### Written request
Pick up the passage defending John Geiger's remarks about the Franklin search and continue it from its last sentence.

### Passage shown
○ ○ ○ ○ ○

A large part of Watson's article hinges on remarks made by Mr. Geiger as part of the CNC documentary on the Franklin find. As the lead historical consultant for the Canadian, UK, and US versions of this program, I've reviewed scripts and checked historical facts for all three, and so am very closely aware of the many slight differences between each version. The directors, using the same available "elements" -- video sources that, added together, would fill many times the length of the program -- made a variety of different choices. The moments that Watson points to, when John Geiger uses collective pronouns, such as 'we,' and 'our efforts,' and contrasting 2014 with previous years, are moments in which he's referring to the whole history of the modern Franklin search. Here are his exact words, from the final production script of the upcoming NOVA version of the documentary, which will air in the U.S. on September 23rd:
This is a great moment for exploration. We’ve been searching for, you know, a hundred and sixty years for answers to what happened to the Franklin expedition, the best equipped, most finely prepared and trained expedition that had ever set out for the Northwest Passage — and to have it literally obliterated, end in mass disaster, no survivors and no ships. It's just … it's been a confounding mystery.
Clearly, the "us" of this "we" is us -- all the people, Canadian and American and British, Inuit and non-Inuit, who have been a part of the long search, whether as researchers in libraries, writers/scholars, or people walking the ground or probing Arctic waters.

○ ○ ○ ○ ○

### Entries supplied

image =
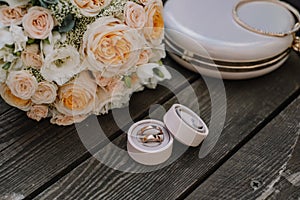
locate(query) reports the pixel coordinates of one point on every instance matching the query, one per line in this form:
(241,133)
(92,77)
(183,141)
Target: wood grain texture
(256,169)
(35,153)
(251,104)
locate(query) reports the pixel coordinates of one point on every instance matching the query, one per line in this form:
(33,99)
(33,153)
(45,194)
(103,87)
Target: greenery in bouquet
(68,59)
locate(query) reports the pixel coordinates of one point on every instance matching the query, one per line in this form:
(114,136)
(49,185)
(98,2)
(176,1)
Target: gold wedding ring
(153,137)
(259,31)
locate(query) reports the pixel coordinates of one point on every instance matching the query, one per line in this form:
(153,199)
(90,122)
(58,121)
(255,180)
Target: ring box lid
(211,24)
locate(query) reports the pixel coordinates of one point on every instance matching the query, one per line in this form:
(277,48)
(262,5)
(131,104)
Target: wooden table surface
(256,156)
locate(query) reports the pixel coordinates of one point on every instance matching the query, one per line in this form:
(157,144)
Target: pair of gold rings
(156,137)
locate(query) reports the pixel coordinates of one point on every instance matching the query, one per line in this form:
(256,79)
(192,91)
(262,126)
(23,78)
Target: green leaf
(127,81)
(158,72)
(68,24)
(6,66)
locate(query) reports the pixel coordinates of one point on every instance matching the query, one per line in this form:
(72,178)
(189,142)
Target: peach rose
(144,56)
(91,8)
(38,23)
(31,56)
(108,84)
(144,2)
(45,94)
(135,16)
(12,100)
(64,120)
(77,97)
(9,15)
(154,27)
(22,84)
(37,112)
(110,47)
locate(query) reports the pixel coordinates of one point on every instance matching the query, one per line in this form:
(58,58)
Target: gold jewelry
(259,31)
(153,137)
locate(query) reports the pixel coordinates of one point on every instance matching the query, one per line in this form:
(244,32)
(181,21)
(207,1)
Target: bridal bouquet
(68,59)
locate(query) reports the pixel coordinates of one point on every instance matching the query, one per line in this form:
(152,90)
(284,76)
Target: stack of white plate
(203,36)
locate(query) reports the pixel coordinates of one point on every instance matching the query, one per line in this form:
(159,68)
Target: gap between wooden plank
(262,162)
(191,77)
(136,179)
(261,126)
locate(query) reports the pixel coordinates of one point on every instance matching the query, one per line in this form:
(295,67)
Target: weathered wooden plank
(256,169)
(251,105)
(40,152)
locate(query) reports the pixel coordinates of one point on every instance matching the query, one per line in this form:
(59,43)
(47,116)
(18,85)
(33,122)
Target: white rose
(90,8)
(37,112)
(6,55)
(3,74)
(11,15)
(110,47)
(38,23)
(149,74)
(14,3)
(12,100)
(117,97)
(60,65)
(19,37)
(154,27)
(5,37)
(22,84)
(135,16)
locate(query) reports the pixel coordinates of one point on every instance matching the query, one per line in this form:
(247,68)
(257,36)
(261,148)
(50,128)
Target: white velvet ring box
(150,142)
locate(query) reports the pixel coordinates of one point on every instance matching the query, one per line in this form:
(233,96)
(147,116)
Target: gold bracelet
(259,31)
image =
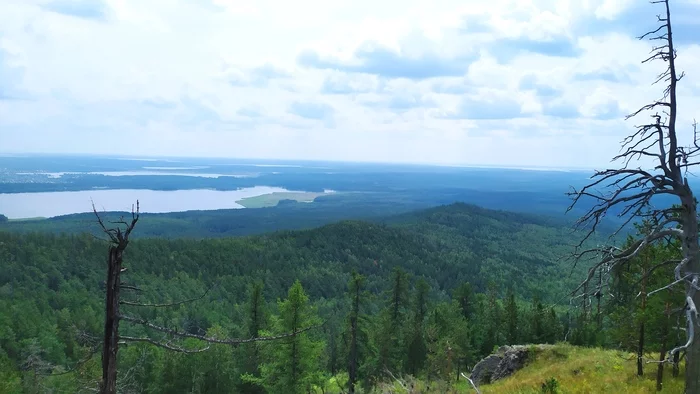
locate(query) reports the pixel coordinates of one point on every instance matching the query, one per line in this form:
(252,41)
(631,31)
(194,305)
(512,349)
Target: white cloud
(453,81)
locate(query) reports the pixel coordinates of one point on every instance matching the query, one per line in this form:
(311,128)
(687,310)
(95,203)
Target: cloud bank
(455,82)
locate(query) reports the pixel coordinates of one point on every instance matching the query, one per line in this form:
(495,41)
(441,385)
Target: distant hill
(52,284)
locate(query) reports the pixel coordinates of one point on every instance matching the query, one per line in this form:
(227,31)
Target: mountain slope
(585,370)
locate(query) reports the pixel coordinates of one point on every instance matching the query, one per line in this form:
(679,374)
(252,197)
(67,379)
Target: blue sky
(498,82)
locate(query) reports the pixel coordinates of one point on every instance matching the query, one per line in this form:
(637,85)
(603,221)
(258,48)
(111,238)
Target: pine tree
(417,349)
(256,322)
(355,331)
(512,317)
(291,365)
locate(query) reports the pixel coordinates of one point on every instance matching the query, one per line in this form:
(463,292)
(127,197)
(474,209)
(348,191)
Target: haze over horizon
(502,83)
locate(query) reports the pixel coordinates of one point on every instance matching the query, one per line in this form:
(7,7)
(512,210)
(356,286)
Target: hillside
(576,370)
(585,370)
(376,206)
(51,284)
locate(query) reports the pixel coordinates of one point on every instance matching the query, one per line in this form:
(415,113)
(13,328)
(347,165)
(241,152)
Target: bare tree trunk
(676,369)
(662,353)
(111,334)
(640,348)
(692,252)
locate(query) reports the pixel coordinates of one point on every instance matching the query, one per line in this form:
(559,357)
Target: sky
(498,82)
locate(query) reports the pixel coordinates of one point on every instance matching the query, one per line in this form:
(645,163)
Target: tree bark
(640,348)
(662,353)
(111,335)
(691,249)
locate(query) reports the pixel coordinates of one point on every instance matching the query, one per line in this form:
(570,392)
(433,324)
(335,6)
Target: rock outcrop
(503,363)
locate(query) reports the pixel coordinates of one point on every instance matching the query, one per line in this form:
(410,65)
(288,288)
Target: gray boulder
(505,362)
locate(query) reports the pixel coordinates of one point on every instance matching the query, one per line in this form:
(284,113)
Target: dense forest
(420,294)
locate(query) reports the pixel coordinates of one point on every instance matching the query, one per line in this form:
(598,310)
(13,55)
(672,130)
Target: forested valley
(420,295)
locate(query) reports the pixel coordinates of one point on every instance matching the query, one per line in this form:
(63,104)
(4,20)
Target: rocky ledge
(505,362)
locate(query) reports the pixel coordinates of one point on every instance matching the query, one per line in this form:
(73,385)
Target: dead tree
(119,239)
(632,194)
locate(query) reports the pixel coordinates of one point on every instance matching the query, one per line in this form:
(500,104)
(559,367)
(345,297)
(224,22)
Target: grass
(585,370)
(574,370)
(272,199)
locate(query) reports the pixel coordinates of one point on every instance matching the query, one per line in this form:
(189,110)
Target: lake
(30,205)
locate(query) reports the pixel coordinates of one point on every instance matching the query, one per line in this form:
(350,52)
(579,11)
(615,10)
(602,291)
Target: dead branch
(163,345)
(131,303)
(628,193)
(204,338)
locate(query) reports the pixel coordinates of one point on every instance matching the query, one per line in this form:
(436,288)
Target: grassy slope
(585,370)
(577,370)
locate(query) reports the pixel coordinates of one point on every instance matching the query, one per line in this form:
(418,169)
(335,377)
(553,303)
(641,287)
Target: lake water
(30,205)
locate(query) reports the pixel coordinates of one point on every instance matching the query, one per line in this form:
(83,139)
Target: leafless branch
(204,338)
(131,303)
(164,345)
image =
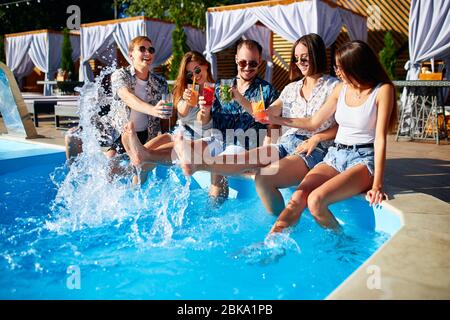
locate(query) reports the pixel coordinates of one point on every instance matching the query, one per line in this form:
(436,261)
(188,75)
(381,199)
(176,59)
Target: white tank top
(356,124)
(139,119)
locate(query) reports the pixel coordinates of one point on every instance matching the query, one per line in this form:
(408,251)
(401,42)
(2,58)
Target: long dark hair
(362,67)
(181,81)
(317,56)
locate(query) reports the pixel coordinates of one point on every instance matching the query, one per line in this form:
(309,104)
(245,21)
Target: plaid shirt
(120,112)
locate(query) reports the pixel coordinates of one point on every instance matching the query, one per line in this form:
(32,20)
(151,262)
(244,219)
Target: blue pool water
(164,241)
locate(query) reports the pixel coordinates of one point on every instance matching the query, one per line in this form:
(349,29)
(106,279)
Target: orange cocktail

○ ○ ○ ○ ○

### Result
A shorter version of Mr. Geiger's remarks was used in the Canadian and British versions, where their intended meaning might not be as clear -- but in any case it was never, so far as I am aware, Mr. Geiger's intent to claim any credit as the discoverer. These false criticisms, made by Mr. Balsillie (see here for my earlier blog post pointing out that his letter of complaints about the CBC documentary has no foundation in that program's actual contents) and echoed in Mr. Watson's article, are without any basis in fact. The credit has been given, from the very start and consistently going forward, to Ryan Harris, Marc-André Bernier, and their divers, and I am absolutely certain that, whichever version of the documentary one views, there couldn't possibly be any confusion about this fact.

I agree with Madeline Ashby's op-ed piece in the Citizen -- it indeed matters who discovered the ship! -- but Mr. Geiger has never made any claim of having done so. While we are at it, though, the Parks Canada divers themselves have often acknowledged the importance of earlier work to their find -- to Inuit testimony, both still living in the person of Louie Kamookak, and that collected and analyzed from the historical record by David C. Woodman, and to all the searches and researches, adding up to nearly fifty searches between 1926 and 2008. As with all great discoveries, it's the ultimate result of the efforts of many. Among whom I would certainly include Mr. Geiger, whose book Frozen in Time, co-written with Owen Beattie is quite often the first volume that has caused a Franklin searcher-to-be to develop a deep and lasting fascination with the Franklin story -- and that's what fuels us all.

8 comments:

  1. Mr. Potter, while you focus on the facts, Canadians are focusing on an election. The big picture is the current government, its policies and how it manipulates.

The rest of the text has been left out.